Written task: Gather every line of the entries that contains the string "bacon" and copy each one out.

Object position labeling entries
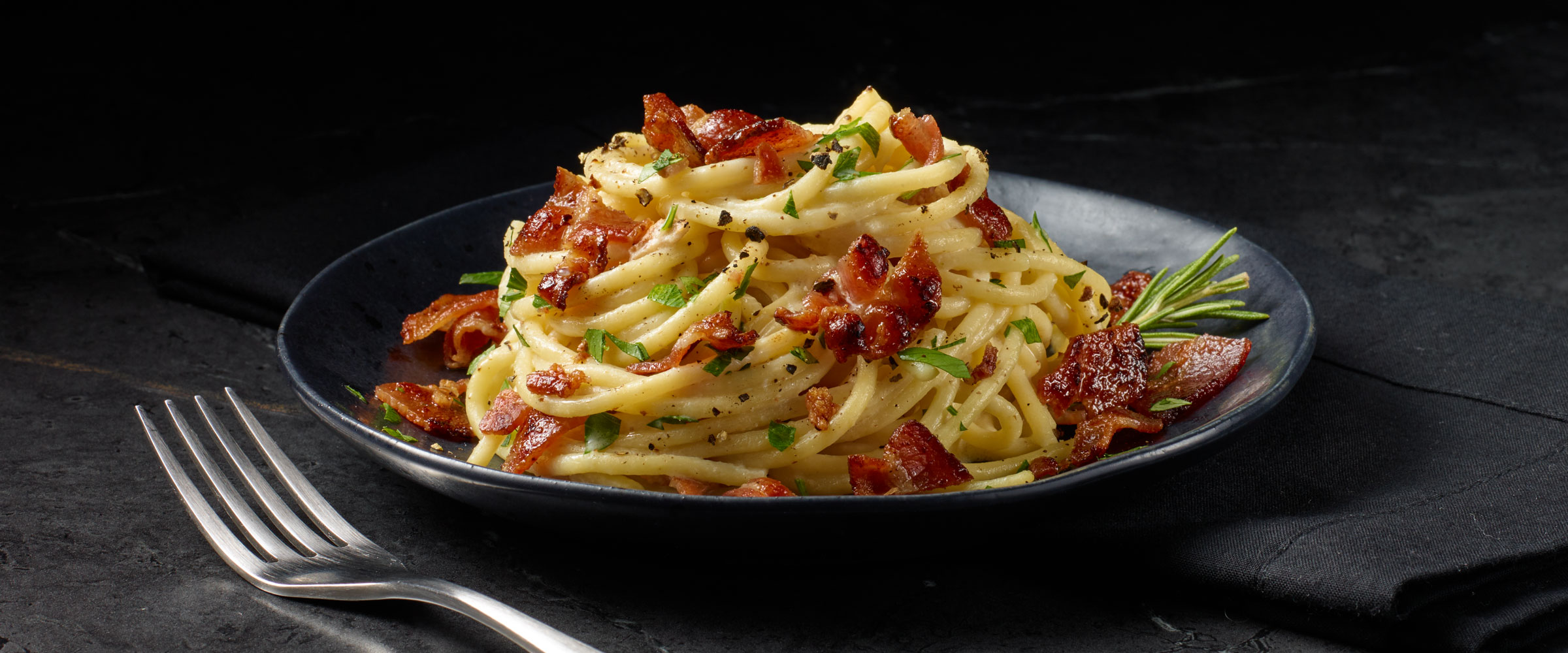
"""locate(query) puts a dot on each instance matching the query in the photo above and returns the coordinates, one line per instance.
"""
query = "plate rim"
(1203, 438)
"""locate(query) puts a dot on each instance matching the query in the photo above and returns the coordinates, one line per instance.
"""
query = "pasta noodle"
(725, 415)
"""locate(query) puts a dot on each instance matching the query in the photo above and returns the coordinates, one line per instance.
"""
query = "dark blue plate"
(342, 329)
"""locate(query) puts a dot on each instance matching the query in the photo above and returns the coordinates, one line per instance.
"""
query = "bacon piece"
(988, 217)
(987, 365)
(535, 430)
(471, 334)
(821, 407)
(719, 331)
(764, 486)
(1200, 368)
(576, 218)
(555, 381)
(443, 312)
(868, 309)
(919, 461)
(919, 135)
(1103, 370)
(691, 486)
(1043, 467)
(665, 127)
(1094, 436)
(871, 475)
(438, 409)
(1125, 292)
(770, 167)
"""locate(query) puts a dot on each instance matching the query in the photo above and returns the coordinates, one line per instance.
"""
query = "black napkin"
(1409, 492)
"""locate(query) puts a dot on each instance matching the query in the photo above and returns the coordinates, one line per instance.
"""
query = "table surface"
(1443, 159)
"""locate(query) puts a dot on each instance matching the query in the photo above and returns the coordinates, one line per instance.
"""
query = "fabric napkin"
(1409, 494)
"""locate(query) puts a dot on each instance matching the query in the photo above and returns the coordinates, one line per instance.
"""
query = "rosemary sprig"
(1173, 300)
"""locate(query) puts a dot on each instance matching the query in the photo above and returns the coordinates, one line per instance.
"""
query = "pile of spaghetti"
(757, 308)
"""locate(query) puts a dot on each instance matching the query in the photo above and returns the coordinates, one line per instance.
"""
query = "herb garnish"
(601, 431)
(1173, 301)
(781, 436)
(672, 420)
(665, 160)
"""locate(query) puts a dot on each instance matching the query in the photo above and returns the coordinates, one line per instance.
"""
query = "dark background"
(151, 168)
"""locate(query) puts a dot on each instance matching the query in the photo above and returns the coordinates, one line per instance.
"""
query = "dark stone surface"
(1437, 154)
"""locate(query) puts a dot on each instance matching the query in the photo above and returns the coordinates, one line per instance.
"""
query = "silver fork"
(344, 564)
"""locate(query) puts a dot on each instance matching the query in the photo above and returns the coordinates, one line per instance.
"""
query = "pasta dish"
(758, 308)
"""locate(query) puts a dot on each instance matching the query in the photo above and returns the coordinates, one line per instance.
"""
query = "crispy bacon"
(919, 135)
(471, 334)
(691, 486)
(443, 312)
(438, 409)
(665, 127)
(988, 217)
(919, 461)
(576, 218)
(1200, 368)
(535, 430)
(764, 486)
(1094, 436)
(871, 475)
(987, 365)
(719, 331)
(821, 407)
(1125, 292)
(1102, 370)
(1043, 467)
(863, 309)
(555, 381)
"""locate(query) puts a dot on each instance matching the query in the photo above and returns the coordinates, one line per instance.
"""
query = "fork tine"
(208, 520)
(252, 526)
(275, 508)
(311, 502)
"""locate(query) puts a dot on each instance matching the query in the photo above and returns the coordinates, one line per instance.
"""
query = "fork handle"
(529, 633)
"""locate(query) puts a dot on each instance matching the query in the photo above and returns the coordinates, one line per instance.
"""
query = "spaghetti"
(702, 317)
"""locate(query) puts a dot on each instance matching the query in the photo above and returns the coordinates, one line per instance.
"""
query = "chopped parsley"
(601, 431)
(781, 436)
(672, 420)
(665, 160)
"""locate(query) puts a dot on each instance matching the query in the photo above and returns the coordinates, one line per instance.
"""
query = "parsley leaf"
(595, 339)
(668, 295)
(665, 160)
(1041, 231)
(781, 436)
(399, 434)
(601, 431)
(634, 349)
(672, 420)
(745, 281)
(722, 360)
(480, 359)
(1028, 328)
(937, 359)
(1169, 403)
(482, 278)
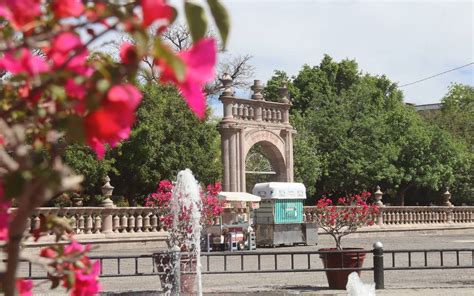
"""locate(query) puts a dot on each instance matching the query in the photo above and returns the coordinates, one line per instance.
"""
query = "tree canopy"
(166, 138)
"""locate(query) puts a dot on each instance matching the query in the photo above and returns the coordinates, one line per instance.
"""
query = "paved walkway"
(415, 282)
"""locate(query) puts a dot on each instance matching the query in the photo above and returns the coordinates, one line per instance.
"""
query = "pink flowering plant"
(345, 215)
(211, 208)
(56, 90)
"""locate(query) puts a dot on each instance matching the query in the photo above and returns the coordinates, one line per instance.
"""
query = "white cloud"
(406, 41)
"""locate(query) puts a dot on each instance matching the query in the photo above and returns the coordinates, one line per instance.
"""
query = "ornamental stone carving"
(255, 122)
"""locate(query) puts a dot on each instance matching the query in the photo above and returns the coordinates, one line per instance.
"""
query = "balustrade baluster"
(28, 225)
(74, 224)
(161, 226)
(154, 223)
(124, 222)
(146, 222)
(89, 222)
(80, 222)
(98, 223)
(139, 220)
(397, 218)
(116, 223)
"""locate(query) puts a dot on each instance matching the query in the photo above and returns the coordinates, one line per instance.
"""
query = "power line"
(436, 75)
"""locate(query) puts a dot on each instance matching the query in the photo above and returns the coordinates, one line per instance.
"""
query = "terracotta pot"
(164, 265)
(337, 259)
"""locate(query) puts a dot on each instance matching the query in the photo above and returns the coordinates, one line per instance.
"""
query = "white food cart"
(279, 220)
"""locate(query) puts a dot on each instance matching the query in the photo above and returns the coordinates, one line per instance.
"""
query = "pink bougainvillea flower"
(200, 61)
(68, 8)
(154, 10)
(22, 61)
(87, 283)
(74, 90)
(128, 53)
(63, 46)
(24, 287)
(112, 121)
(4, 215)
(20, 12)
(48, 253)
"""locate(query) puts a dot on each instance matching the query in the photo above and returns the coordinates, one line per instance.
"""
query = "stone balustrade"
(394, 215)
(91, 220)
(253, 110)
(135, 220)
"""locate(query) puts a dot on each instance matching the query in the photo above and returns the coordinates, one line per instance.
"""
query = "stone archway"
(255, 122)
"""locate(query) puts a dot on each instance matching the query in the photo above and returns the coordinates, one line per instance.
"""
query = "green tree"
(166, 138)
(84, 162)
(457, 112)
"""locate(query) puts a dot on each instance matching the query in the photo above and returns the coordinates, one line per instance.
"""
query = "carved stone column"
(378, 201)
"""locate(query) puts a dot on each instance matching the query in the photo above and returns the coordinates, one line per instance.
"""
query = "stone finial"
(227, 83)
(283, 91)
(378, 196)
(257, 88)
(107, 190)
(446, 198)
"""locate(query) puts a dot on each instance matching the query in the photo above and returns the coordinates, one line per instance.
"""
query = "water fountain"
(184, 255)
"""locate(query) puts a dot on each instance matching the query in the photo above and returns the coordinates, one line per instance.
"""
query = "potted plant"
(340, 218)
(178, 242)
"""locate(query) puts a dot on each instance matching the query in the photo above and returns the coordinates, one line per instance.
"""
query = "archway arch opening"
(263, 163)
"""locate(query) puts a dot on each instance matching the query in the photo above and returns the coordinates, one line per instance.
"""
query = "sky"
(405, 40)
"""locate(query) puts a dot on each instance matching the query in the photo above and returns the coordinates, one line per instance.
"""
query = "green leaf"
(164, 52)
(221, 18)
(196, 19)
(74, 131)
(14, 184)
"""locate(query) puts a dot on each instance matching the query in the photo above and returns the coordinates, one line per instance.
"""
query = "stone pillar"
(283, 92)
(242, 160)
(108, 204)
(233, 163)
(446, 198)
(378, 196)
(257, 88)
(378, 201)
(225, 160)
(287, 135)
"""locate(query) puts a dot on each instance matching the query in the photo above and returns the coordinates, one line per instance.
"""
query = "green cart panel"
(288, 211)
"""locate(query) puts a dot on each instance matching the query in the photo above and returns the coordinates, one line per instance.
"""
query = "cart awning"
(239, 196)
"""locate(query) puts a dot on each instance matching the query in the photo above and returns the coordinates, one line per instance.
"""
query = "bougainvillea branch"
(345, 215)
(211, 208)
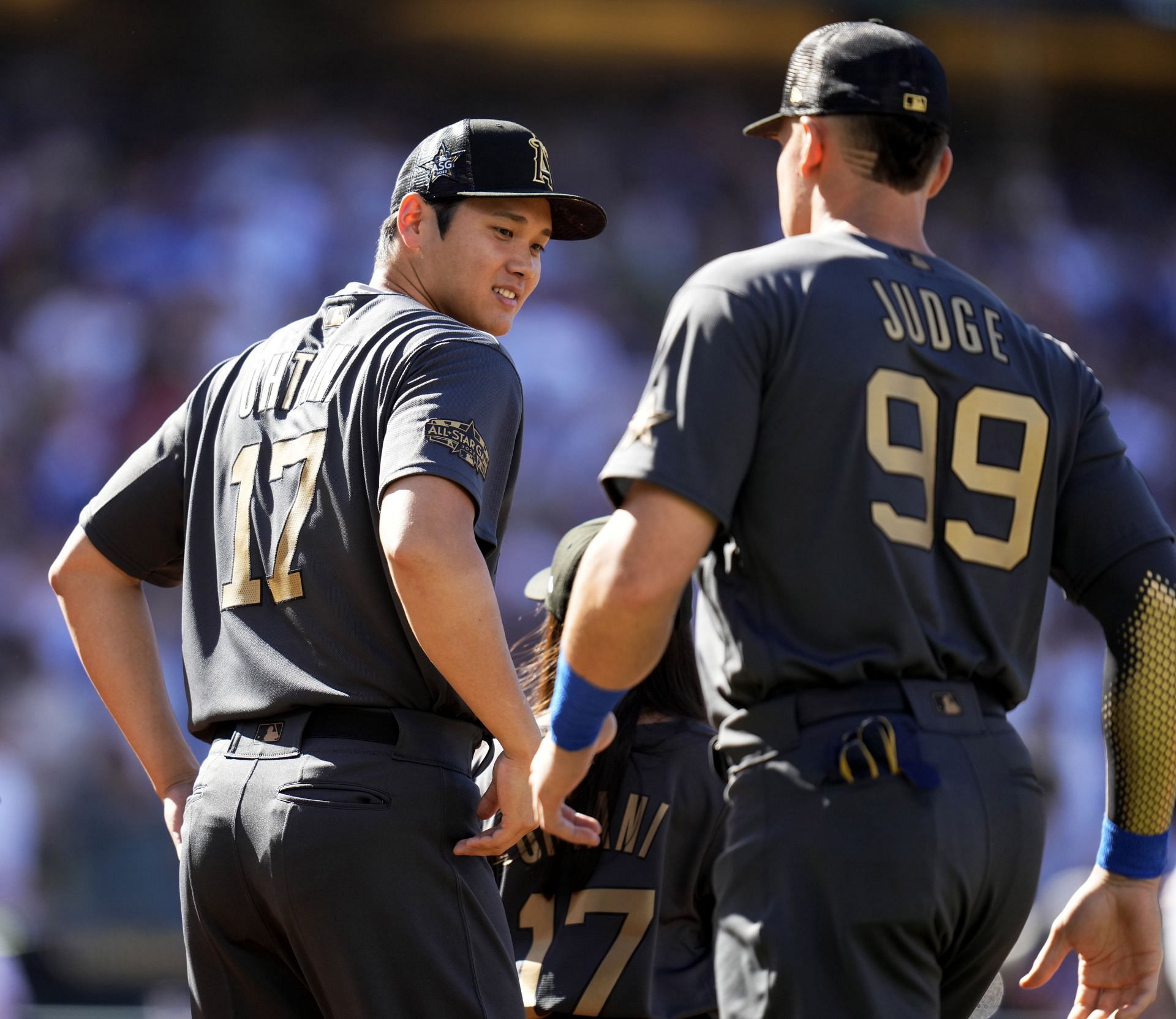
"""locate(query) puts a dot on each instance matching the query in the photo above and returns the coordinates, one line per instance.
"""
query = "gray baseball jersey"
(262, 496)
(897, 460)
(636, 941)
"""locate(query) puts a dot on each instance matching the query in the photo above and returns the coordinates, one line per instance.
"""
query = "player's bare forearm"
(426, 528)
(630, 584)
(111, 626)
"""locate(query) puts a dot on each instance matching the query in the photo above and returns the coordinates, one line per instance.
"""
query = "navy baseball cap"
(553, 584)
(494, 159)
(861, 67)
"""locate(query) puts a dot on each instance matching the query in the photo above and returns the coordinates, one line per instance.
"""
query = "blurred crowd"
(129, 266)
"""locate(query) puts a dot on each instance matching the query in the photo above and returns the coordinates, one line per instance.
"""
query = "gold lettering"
(250, 391)
(301, 360)
(992, 320)
(631, 823)
(937, 320)
(910, 312)
(323, 372)
(891, 322)
(654, 825)
(967, 332)
(272, 382)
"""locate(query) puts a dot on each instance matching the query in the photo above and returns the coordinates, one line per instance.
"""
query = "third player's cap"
(553, 584)
(494, 159)
(861, 67)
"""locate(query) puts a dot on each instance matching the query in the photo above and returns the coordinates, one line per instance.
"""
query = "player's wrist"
(579, 708)
(167, 787)
(1132, 856)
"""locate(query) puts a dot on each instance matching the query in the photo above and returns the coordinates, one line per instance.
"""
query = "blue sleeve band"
(579, 708)
(1129, 855)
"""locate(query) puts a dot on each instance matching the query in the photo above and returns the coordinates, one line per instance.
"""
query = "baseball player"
(881, 465)
(333, 502)
(624, 929)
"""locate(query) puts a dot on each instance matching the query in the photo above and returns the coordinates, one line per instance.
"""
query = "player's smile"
(489, 260)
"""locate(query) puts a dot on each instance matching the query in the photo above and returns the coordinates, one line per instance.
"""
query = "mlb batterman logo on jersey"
(462, 439)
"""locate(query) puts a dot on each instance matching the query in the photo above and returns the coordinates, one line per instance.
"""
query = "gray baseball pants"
(875, 897)
(318, 878)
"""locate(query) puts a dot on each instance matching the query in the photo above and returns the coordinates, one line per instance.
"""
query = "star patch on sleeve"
(643, 423)
(462, 439)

Task solution:
query = "bacon piece"
query = "crispy bacon"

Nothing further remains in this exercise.